■ **What you are asked to do**
Copy the passage from the court ruling on criminal trespass below, from "owner’s use of" up to and including "arrest was illegal.".

■ **Document excerpt**
_ _ _
Tenn. Code Ann. § 39-14-405. The trial court acknowledged that the defendant was on

Authority property knowing that he did not have the Authority’s effective consent in

terms of the defendant knowing the officer’s apparent authority in serving the notice

letter. It noted that these facts complied with subsection (a) of the criminal trespass

statute. However, it determined that under subsection (b), it is a defense if (1) the

property is open to the public, (2) the person does not substantially interfere with the

owner’s use of the property, and (3) the person immediately leaves the premises upon

request. The trial court concluded that the import of subsection (b)(3) is that a person

must be asked to leave immediately and then fail to leave before he or she has

committed criminal trespass, even if the person has been previously notified to stay off

the property. The trial court essentially concluded that the failure to advise the

defendant to leave immediately meant that he was not committing an offense under the

criminal trespass statute and that his subsequent arrest was illegal.
_ _ _
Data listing
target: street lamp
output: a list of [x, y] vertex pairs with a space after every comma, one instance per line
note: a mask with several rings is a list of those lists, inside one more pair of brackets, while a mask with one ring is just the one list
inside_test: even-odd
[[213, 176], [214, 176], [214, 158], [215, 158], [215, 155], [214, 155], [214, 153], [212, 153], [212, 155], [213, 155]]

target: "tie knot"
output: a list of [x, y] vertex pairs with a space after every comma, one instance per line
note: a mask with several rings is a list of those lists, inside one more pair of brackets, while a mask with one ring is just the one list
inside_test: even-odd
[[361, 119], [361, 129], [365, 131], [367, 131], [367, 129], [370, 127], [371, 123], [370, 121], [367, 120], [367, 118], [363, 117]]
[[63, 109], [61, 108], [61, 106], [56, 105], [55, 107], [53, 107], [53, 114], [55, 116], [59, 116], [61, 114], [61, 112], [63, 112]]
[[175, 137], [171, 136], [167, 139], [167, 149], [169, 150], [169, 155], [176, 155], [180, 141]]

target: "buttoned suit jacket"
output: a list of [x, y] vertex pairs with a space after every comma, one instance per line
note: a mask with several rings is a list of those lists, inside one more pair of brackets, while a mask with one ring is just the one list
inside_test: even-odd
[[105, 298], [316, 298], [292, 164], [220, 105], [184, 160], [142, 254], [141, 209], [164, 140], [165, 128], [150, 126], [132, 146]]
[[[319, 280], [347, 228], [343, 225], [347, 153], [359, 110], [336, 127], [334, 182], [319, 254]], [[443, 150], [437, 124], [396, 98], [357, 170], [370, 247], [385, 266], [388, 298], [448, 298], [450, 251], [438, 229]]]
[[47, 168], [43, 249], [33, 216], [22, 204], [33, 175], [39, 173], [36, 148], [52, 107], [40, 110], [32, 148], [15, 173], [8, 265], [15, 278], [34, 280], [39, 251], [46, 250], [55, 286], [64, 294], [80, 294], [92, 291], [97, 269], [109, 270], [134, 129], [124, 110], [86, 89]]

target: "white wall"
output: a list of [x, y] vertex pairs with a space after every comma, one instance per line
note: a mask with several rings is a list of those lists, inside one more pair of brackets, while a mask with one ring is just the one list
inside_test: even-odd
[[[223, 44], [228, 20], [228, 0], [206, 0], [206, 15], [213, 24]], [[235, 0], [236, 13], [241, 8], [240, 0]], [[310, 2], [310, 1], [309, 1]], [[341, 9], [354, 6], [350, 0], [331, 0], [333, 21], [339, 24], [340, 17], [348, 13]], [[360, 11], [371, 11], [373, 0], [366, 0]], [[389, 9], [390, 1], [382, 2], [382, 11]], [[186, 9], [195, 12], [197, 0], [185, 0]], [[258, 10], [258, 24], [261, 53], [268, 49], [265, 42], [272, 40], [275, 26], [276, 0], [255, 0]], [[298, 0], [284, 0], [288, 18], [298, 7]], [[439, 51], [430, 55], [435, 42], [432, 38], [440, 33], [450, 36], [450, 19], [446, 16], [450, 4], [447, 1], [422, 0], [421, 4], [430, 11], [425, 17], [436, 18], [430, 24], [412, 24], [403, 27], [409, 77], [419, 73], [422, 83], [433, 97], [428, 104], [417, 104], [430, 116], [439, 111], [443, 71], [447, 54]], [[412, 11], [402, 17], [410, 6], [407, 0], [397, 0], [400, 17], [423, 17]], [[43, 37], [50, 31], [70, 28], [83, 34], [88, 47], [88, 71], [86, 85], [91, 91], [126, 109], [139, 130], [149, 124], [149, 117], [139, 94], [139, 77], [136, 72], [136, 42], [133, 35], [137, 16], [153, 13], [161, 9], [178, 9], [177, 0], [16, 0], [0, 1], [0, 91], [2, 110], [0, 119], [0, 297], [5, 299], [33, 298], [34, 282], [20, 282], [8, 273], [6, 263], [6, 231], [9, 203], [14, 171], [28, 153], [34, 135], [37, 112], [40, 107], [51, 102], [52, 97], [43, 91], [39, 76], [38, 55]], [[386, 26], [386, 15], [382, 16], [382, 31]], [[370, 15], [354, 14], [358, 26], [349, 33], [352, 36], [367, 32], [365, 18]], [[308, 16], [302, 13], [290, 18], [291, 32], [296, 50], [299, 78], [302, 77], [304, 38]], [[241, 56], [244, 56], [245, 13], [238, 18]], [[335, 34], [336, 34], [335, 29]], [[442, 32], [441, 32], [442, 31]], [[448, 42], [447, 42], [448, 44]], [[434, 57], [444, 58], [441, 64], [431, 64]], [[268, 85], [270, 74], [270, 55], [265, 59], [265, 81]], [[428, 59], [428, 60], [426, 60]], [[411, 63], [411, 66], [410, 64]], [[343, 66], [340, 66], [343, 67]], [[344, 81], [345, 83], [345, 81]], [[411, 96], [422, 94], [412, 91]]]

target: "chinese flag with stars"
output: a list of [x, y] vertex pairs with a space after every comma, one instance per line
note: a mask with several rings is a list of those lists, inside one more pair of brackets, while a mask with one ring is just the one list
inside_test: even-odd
_ _ _
■ **Written solution**
owner’s use of the property, and (3) the person immediately leaves the premises upon

request. The trial court concluded that the import of subsection (b)(3) is that a person

must be asked to leave immediately and then fail to leave before he or she has

committed criminal trespass, even if the person has been previously notified to stay off

the property. The trial court essentially concluded that the failure to advise the

defendant to leave immediately meant that he was not committing an offense under the

criminal trespass statute and that his subsequent arrest was illegal.